> **O que fazer**
Por favor, reproduza sem nenhuma alteração o trecho dos registros abaixo que vai da linha que contém "of the pile" até o fim dos registros, incluindo as duas extremidades.
***** Materiais fornecidos
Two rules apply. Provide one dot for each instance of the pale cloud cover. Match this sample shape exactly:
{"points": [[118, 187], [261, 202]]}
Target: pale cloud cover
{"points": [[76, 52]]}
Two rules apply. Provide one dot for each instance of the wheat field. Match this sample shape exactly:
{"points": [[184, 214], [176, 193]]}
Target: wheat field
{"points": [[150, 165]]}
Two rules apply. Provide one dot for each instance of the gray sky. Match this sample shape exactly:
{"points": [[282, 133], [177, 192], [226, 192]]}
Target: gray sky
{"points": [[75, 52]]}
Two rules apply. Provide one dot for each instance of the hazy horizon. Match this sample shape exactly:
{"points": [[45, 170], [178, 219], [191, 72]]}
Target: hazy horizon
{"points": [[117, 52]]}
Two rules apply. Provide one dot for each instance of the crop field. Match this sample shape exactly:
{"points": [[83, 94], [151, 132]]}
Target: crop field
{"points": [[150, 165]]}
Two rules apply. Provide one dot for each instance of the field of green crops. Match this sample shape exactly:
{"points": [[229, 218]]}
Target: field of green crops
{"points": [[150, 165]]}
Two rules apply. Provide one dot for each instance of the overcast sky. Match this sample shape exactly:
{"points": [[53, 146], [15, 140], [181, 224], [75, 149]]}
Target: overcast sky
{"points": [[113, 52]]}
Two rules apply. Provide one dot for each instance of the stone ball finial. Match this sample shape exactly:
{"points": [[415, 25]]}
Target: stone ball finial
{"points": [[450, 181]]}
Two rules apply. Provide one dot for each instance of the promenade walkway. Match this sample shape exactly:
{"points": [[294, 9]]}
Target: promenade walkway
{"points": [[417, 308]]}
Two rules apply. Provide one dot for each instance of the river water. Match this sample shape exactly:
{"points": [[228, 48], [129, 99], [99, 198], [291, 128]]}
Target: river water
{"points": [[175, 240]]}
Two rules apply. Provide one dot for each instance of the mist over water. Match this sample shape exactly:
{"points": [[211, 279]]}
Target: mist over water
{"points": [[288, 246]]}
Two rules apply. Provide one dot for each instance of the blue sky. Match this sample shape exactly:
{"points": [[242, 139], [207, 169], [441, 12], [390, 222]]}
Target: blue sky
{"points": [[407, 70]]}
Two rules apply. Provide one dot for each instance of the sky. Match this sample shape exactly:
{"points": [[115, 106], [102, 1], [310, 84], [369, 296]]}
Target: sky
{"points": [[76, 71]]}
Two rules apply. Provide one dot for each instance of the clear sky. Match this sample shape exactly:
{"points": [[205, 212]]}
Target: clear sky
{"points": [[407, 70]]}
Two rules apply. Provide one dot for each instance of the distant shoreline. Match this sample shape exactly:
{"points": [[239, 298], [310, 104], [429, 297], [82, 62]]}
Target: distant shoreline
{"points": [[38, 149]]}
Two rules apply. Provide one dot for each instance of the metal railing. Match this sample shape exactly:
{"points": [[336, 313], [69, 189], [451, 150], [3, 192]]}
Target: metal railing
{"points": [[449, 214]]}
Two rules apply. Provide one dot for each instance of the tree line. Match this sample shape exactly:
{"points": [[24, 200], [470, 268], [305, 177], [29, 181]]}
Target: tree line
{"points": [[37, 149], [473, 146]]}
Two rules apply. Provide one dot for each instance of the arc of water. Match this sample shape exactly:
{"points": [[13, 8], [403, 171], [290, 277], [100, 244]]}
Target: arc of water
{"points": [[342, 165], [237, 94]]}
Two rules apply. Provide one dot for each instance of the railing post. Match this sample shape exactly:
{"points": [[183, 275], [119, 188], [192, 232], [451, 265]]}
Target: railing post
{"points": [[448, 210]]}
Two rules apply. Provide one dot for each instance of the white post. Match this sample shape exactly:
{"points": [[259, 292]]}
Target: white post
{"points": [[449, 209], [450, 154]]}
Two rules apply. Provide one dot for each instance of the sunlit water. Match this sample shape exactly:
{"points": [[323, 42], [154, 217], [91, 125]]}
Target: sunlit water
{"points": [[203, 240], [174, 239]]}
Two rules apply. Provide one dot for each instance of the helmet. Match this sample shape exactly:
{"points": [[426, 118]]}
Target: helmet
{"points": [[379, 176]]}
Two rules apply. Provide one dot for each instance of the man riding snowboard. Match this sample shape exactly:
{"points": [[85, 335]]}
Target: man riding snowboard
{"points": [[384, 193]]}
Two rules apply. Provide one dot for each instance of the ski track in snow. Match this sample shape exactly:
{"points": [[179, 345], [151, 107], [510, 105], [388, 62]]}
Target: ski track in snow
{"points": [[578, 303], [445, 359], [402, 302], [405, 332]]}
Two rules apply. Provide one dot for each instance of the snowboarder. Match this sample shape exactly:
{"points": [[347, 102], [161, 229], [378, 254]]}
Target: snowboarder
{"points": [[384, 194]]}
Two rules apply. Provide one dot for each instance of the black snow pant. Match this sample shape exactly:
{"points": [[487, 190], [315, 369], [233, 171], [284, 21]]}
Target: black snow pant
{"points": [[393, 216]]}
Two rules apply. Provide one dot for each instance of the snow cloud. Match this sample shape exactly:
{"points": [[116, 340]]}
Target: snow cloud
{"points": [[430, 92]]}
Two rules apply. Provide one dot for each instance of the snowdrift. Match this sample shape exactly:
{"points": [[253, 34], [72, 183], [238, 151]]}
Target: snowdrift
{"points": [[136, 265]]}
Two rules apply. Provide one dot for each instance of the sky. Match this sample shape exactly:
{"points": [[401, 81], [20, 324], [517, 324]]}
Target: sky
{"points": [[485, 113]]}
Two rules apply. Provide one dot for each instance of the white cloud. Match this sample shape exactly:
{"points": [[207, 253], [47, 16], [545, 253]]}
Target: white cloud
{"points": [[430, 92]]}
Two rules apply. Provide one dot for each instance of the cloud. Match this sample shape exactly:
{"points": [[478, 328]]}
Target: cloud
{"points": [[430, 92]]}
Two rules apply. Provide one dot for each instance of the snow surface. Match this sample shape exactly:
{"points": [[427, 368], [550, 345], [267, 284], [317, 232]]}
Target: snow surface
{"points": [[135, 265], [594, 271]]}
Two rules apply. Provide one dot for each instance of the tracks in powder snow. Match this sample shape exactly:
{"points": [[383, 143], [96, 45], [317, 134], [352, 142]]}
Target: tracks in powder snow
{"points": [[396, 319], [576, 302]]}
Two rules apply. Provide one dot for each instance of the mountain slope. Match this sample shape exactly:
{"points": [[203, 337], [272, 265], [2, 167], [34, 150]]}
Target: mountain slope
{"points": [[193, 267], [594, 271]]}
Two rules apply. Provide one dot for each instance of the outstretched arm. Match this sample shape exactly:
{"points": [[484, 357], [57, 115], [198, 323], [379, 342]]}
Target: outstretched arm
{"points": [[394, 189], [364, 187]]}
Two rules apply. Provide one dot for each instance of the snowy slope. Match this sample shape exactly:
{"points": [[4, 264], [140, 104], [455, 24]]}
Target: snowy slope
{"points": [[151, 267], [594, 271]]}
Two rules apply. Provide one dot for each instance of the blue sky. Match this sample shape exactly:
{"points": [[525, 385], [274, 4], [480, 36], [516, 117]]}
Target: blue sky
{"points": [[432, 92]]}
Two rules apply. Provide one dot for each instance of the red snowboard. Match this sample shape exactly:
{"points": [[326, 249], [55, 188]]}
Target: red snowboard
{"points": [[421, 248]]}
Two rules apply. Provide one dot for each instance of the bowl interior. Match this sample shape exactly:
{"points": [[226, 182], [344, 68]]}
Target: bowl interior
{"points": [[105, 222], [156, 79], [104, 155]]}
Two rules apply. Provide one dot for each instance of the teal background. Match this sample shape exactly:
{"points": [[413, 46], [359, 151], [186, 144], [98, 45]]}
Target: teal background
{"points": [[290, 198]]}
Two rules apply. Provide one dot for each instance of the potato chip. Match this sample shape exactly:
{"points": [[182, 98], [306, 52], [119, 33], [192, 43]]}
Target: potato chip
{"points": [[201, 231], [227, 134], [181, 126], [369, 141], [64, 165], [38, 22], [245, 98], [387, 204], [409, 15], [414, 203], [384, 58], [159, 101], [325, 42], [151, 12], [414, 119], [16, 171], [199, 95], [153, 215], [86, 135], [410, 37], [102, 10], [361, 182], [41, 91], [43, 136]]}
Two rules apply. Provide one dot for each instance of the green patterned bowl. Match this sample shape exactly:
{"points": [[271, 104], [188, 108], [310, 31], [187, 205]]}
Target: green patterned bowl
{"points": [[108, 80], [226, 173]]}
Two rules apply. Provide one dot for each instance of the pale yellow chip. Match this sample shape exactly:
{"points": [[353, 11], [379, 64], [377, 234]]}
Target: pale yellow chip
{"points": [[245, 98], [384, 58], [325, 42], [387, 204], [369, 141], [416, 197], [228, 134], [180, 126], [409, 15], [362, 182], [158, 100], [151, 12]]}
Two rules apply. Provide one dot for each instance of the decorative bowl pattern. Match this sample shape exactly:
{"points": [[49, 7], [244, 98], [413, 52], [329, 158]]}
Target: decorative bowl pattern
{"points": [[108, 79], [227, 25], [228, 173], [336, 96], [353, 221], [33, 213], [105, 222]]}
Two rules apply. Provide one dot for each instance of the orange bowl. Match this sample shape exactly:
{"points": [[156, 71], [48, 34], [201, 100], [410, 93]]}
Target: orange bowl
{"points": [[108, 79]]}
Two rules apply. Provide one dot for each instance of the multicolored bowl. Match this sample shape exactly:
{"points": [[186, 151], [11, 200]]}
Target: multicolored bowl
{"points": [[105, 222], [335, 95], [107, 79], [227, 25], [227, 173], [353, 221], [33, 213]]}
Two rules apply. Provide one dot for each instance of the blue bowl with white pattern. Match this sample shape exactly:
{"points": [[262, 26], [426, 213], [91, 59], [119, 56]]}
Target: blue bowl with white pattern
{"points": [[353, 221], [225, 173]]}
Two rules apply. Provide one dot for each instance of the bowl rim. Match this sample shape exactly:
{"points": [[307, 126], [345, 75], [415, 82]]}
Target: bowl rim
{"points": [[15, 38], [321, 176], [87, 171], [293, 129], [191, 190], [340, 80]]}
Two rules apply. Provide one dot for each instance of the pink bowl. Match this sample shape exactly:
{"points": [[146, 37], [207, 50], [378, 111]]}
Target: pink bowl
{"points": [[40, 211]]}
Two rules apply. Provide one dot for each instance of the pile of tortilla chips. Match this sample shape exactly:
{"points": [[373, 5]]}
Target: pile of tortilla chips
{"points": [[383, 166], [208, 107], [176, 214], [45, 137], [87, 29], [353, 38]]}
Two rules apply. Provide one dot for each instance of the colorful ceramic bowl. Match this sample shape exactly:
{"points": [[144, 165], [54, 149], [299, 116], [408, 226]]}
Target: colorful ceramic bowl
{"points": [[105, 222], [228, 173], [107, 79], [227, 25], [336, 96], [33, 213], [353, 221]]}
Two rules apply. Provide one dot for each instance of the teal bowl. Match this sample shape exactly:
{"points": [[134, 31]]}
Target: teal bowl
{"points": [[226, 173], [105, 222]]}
**********
> **Exercício resolvido**
Two rules apply. Provide one dot for each instance of the pile of tortilla chips. Match this sample shape exactly:
{"points": [[373, 5]]}
Target: pile of tortilla chips
{"points": [[383, 166], [208, 107], [176, 214], [45, 137], [87, 29], [353, 38]]}
Two rules apply. Provide one dot for each instance of the colorful ceramic bowl. Match this sample shape exactly:
{"points": [[144, 165], [54, 149], [299, 116], [408, 226]]}
Target: colorful ceramic bowl
{"points": [[105, 222], [228, 173], [107, 79], [227, 25], [336, 96], [33, 213], [353, 221]]}
Two rules apply. Provide one dot for each instance of the teal bowl. Match this sample shape exactly:
{"points": [[134, 31]]}
Target: teal bowl
{"points": [[226, 173], [105, 222]]}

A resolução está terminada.